◆ **Listing**
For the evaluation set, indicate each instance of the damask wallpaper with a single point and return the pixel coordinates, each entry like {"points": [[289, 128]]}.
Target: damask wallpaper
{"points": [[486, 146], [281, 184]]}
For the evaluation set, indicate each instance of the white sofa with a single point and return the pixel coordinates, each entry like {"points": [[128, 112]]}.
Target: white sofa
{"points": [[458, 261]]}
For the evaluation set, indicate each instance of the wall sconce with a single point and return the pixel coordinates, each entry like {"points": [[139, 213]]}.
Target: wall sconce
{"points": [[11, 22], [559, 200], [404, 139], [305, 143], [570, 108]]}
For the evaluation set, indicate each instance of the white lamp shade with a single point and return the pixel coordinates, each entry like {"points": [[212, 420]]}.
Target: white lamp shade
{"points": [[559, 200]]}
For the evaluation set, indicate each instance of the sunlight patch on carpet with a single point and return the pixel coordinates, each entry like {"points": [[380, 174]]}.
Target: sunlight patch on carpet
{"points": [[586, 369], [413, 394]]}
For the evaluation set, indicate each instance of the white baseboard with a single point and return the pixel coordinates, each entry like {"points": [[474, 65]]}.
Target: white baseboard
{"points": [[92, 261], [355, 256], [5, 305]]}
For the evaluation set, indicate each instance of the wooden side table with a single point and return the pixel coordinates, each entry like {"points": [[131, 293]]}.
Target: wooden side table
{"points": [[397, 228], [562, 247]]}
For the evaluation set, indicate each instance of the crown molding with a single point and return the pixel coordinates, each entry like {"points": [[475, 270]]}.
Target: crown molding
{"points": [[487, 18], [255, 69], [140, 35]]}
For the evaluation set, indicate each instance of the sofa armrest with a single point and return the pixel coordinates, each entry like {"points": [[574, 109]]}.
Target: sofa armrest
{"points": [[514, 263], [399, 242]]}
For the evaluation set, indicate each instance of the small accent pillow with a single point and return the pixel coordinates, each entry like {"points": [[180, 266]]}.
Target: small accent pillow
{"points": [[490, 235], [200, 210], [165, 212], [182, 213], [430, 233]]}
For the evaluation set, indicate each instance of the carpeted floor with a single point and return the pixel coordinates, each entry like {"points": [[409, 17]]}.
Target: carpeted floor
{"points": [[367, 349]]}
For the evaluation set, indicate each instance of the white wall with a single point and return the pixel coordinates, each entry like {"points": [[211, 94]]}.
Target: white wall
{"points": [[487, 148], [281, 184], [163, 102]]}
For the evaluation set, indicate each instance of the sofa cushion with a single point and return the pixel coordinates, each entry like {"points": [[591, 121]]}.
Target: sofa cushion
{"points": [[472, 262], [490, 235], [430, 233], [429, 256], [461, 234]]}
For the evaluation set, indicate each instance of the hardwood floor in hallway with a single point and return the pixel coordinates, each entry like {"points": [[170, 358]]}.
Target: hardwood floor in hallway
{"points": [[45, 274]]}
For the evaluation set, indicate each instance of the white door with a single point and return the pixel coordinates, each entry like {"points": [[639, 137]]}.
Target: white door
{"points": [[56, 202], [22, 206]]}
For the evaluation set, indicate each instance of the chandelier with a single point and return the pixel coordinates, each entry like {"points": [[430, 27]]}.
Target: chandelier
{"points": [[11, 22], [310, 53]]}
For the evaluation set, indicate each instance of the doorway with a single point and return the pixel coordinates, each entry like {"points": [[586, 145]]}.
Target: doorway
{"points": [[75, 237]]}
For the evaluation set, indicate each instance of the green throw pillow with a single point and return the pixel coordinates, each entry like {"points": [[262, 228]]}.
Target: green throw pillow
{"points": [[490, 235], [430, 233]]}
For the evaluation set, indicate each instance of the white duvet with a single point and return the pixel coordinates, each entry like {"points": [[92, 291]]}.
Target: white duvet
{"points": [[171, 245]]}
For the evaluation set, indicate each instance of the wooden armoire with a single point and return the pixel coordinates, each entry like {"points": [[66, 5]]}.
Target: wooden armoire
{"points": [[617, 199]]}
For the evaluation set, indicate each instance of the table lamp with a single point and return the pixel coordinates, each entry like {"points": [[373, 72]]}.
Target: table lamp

◆ **What needs to be done**
Recopy the entries above exactly, with every line included.

◆ **Task output**
For the evaluation set, indicate each instance of the damask wallpaper with a single point and return the pixel coordinates, each entry like {"points": [[289, 128]]}.
Target: damask wallpaper
{"points": [[486, 146], [281, 184]]}
For the evaluation set, indicate each instance of the white sofa with a single point and return the pixel coordinates, each entry like {"points": [[128, 112]]}.
Target: white sofa
{"points": [[458, 261]]}
For the evaluation set, indicate each instance of the wall sconce with a single point and return the pixel coordinates, each entry like {"points": [[139, 213]]}.
Target: wall sconce
{"points": [[11, 22], [559, 200], [404, 139], [305, 143], [570, 108]]}
For the evaluation set, indicate each instance of the white lamp shade with a single point and return the pixel coordinates, each entry like {"points": [[212, 420]]}.
Target: white lamp shade
{"points": [[559, 200]]}
For the evaluation set, indicate each instance of the sunlight patch on carpet with a single point and return the pixel coordinates, each entry like {"points": [[380, 174]]}.
Target: sunlight patch on carpet
{"points": [[586, 369], [413, 394]]}
For the evaluation set, indicate each instance of the white baseboard with a single point and return the pixel coordinates, each entry like {"points": [[474, 65]]}.
Target: white baseboard
{"points": [[92, 261], [355, 256], [5, 305]]}
For the evaluation set, indicate each instance of the wooden side table with a single point and return the pixel coordinates, each entry like {"points": [[131, 293]]}.
Target: wooden side table
{"points": [[397, 228], [562, 247]]}
For the evaluation set, indicate each instance of the crown molding with a single point and return the pixel coordinates, each entry like {"points": [[475, 270]]}.
Target: crown molding
{"points": [[487, 18], [255, 69], [140, 35]]}
For the evaluation set, indicate each instance of the sofa armrest with a single point and return the pixel coordinates, each entry like {"points": [[574, 109]]}.
Target: sofa armrest
{"points": [[514, 263], [399, 242]]}
For the evaluation set, indicate each instance of the small accent pillow with a single point and return the pixel coordinates, each entry like {"points": [[180, 266]]}.
Target: small accent pillow
{"points": [[490, 235], [200, 210], [165, 212], [182, 213], [430, 233]]}
For the evaluation set, indicate each instance of the carpeted floor with a single point and return the pixel coordinates, each entry like {"points": [[409, 17]]}.
Target: carpeted floor
{"points": [[367, 349]]}
For the evaluation set, indicate each instance of the white wall with a single point and return the pixel coordinates, each entry like {"points": [[211, 94]]}.
Target: white wall
{"points": [[487, 148], [281, 184], [163, 102]]}
For the evaluation set, indicate each instance of the sofa cushion with a single point and return the pixel coordinates, each entry like {"points": [[591, 121]]}.
Target: sofa cushion
{"points": [[472, 262], [490, 235], [430, 233], [429, 256], [461, 234]]}
For the evaluation set, indicate each instance of the hardwood floor in hallway with a single point and return the pixel coordinates, each entry like {"points": [[170, 358]]}.
Target: hardwood floor in hallway
{"points": [[45, 274]]}
For the evaluation set, indicate each instance of the white door with a single point and return the pixel coordinates, each entry like {"points": [[639, 137]]}.
Target: white door
{"points": [[56, 202], [22, 206]]}
For the evaluation set, indicate each instance of the chandelier with a single point and return the pixel coordinates, each entry like {"points": [[430, 27]]}.
Target: chandelier
{"points": [[11, 22], [310, 53]]}
For the evaluation set, indicate each instance of the doorway with a single point and return the pixel coordinates, each entry like {"points": [[586, 145]]}.
Target: doorway
{"points": [[75, 237]]}
For the evaluation set, indicate each instance of the green throw pillow with a single point and return the pixel coordinates, each entry like {"points": [[262, 228]]}.
Target: green throw pillow
{"points": [[490, 235], [430, 233]]}
For the evaluation set, indicate each instance of the white duvet with a single point and return the pixel coordinates, each entry like {"points": [[92, 291]]}.
Target: white duvet
{"points": [[171, 245]]}
For the evaluation set, indicate each instance of the wooden armoire with a single point and return the pixel coordinates, each entry like {"points": [[66, 5]]}.
Target: wooden armoire
{"points": [[617, 199]]}
For the evaluation set, indicate each instance of the table lamp with a single point and return the pixel coordinates, each entry like {"points": [[373, 72]]}.
Target: table lamp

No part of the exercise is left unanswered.